D’après ce que tu dis, tu es assez dans un esprit de fusion musicale en t’inspirant de différents styles musicaux ?

Tout à fait ! Si on parle de fusion consistant à mélanger différents styles et concepts, on peut dire que je fais de la fusion. Par contre, ce n’est pas de la fusion dans le sens qu’on peut entendre dans le jazz notamment avec Chick Corea, Uzeb… J’aime ce style musical, mais je n’ai pas ce son typique dans mes compositions.

Qu’as-tu ressenti quand un guitariste comme Steve Vai t’a cité comme un de ses guitaristes actuels préférés ?

Je me suis senti très honoré… C’était inattendu, cela a été une surprise pour moi… Nous nous connaissons avec Steve Vai depuis plusieurs années maintenant, cela depuis le concours Guitar Idol de 2009… Environ 7 ans donc… Je suis heureux d’avoir capté son attention, car je le considère comme un guitariste très important, un guitariste qui a fait évoluer le langage de la guitare, la guitare électrique… Il fait beaucoup pour supporter la guitare et les guitaristes… Avec des concepts comme le G3 ou Generation Axe, il apparaît vraiment comme un ambassadeur de la guitare comme le dit si bien Gretchen Menn. Il a un rôle très important dans la définition de la guitare électrique moderne. J’ai été très honoré de ce qu’il a dit sur moi.

Peux-tu nous décrire ton style musical en quelques mots ?

Ce n’est peut-être pas très facile pour les gens de trouver quel est mon style musical… Au jour d’aujourd’hui, je fais des compositions pour guitare électrique. Je fais actuellement des compositions où la guitare n’est pas forcément l’instrument principal ou la principale voix. Bien sûr, j’ai passé beaucoup de temps à jouer de la guitare et j’aime cet instrument, j’aime composer pour la guitare. On peut parler de fusion dans le sens où je mélange différents styles et concepts musicaux. Ou mieux encore, on peut dire que je fais quelque chose d’hybride, de la musique hybride. Ou sinon pour décrire mon style musical, je peux dire tout simplement que c’est moi.

Quelle est ta définition de la musique ?

Je pense que la musique peut avoir beaucoup de sens différents. Pour certaines personnes, ça peut être du divertissement, du loisir, comme la musique qu’on écoute en discothèque pour danser, s’amuser. Je sais que pour pas mal de gens, la musique c’est juste du divertissement. Pour moi, la musique est un langage. Et il y a différents langages dans la musique. J’aime les langages du rock, du jazz, de la musique classique, de la musique contemporaine… Il y a de nombreux langages dans la musique, et j’aime bien les découvrir, les développer, les mélanger, et ainsi trouver de nouvelles solutions. J’aime aussi la musique en tant que simple divertissement, comme par exemple en allant en discothèque et en écoutant David Guetta qui est très bon dans la musique faite pour simplement se divertir.

> **Données présentées**
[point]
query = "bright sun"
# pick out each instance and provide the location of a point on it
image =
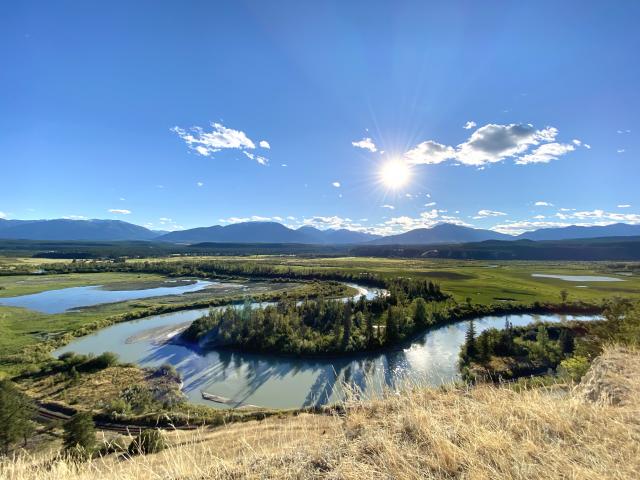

> **Tâches à réaliser**
a - Recopiez fidèlement le passage de l'entretien qui commence à « Peux-tu nous décrire » et se termine à « que c’est moi. ».
b - Résumez l'entretien en deux phrases.
Les lignes proviennent d'une autre source que l'entretien.

> **Réponses par tâche**
a -
Peux-tu nous décrire ton style musical en quelques mots ?

Ce n’est peut-être pas très facile pour les gens de trouver quel est mon style musical… Au jour d’aujourd’hui, je fais des compositions pour guitare électrique. Je fais actuellement des compositions où la guitare n’est pas forcément l’instrument principal ou la principale voix. Bien sûr, j’ai passé beaucoup de temps à jouer de la guitare et j’aime cet instrument, j’aime composer pour la guitare. On peut parler de fusion dans le sens où je mélange différents styles et concepts musicaux. Ou mieux encore, on peut dire que je fais quelque chose d’hybride, de la musique hybride. Ou sinon pour décrire mon style musical, je peux dire tout simplement que c’est moi.

b - Le guitariste interrogé dit mélanger différents styles et concepts musicaux, ce qu'on peut appeler fusion ou musique hybride, sans avoir le son typique de la fusion jazz, et il s'est senti très honoré que Steve Vai le cite parmi ses guitaristes actuels préférés. Pour lui, la musique est un langage qui en réunit plusieurs, comme le rock, le jazz ou la musique classique, qu'il aime découvrir, développer et mélanger, même s'il l'apprécie aussi comme simple divertissement.